What is needed:
Please locate every line in the data below that contains the string "oven" and copy each one. Uppercase and lowercase letters count as different.

Extracted material:
--- begin ---

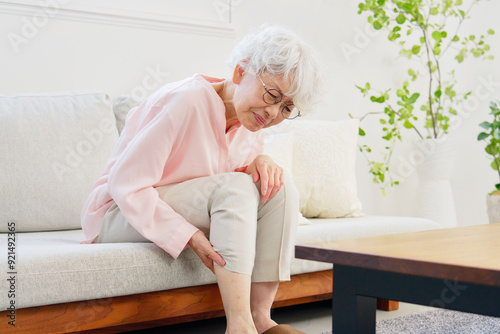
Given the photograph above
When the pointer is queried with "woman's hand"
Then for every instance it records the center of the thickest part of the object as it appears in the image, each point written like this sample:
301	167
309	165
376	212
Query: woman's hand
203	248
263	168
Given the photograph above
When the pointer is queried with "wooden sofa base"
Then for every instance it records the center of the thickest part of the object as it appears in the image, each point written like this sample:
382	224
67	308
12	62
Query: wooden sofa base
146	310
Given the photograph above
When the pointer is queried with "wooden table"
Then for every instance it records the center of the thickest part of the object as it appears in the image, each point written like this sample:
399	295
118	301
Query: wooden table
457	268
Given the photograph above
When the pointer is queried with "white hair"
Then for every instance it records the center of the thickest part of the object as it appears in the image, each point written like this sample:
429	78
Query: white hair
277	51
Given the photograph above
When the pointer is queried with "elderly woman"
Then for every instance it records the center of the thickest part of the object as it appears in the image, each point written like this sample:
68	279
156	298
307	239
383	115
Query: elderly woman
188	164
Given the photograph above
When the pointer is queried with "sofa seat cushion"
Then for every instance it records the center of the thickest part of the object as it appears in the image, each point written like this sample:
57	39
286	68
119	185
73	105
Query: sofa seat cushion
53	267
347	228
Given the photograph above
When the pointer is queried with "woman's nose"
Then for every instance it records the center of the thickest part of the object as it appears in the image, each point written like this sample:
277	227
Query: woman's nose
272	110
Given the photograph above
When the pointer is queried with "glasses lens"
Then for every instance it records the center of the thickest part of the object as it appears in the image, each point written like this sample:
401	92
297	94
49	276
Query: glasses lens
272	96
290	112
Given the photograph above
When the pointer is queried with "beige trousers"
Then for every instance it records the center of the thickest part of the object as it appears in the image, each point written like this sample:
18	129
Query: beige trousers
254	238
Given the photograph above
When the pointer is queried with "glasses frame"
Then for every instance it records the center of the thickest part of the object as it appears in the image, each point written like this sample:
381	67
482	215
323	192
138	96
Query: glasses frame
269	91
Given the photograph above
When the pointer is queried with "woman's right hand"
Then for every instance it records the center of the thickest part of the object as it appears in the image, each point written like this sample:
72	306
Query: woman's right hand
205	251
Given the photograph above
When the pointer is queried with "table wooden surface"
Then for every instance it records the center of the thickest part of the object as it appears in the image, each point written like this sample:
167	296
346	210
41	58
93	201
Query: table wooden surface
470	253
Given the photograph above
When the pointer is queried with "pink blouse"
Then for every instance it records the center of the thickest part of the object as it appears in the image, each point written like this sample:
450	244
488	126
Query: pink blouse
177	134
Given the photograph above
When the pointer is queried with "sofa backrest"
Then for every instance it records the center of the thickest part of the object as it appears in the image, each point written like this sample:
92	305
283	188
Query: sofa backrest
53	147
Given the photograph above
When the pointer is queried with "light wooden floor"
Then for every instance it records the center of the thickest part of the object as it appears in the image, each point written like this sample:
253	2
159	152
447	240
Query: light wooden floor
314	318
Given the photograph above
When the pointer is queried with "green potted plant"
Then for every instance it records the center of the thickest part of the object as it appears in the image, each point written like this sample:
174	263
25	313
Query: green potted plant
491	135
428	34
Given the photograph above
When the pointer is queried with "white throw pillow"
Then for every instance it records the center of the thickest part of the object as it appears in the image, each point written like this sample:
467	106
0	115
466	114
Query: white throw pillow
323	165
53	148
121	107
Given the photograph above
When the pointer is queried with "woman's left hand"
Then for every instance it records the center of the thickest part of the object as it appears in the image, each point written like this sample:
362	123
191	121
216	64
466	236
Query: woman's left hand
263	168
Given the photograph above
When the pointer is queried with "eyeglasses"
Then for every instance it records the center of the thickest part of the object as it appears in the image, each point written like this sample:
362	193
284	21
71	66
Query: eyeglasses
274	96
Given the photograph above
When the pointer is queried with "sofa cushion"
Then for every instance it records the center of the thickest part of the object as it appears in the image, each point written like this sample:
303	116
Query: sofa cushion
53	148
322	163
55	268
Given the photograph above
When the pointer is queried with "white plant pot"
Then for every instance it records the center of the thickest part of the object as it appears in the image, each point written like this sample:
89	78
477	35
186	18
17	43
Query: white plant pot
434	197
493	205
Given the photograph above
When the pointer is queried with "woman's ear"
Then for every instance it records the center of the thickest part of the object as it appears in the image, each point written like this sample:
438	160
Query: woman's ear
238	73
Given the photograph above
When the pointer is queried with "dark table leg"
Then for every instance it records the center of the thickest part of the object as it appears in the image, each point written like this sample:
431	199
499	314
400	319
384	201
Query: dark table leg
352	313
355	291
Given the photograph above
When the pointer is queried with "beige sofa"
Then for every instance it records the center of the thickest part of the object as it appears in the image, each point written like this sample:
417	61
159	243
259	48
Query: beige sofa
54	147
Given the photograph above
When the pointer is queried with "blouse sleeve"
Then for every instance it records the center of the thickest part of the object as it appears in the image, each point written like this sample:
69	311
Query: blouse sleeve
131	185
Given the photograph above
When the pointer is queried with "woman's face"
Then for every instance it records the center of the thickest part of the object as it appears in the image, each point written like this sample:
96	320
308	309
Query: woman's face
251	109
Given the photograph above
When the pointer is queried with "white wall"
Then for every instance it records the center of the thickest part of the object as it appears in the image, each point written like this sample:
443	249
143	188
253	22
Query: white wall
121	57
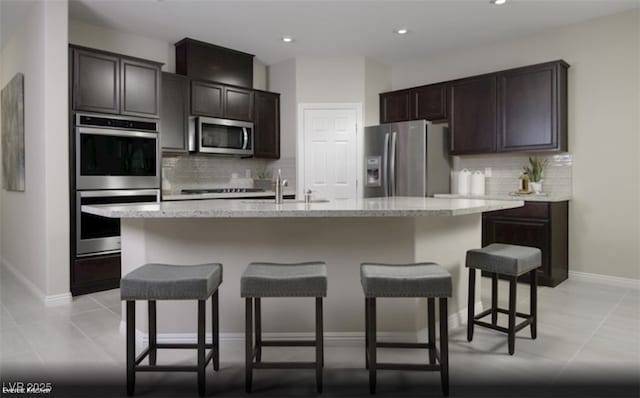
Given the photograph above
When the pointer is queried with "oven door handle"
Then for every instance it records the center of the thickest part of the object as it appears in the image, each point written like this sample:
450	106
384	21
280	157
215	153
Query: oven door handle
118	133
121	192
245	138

--- end ---

The result:
When the pointer is queried with "oven door handle"
Query: oven door handle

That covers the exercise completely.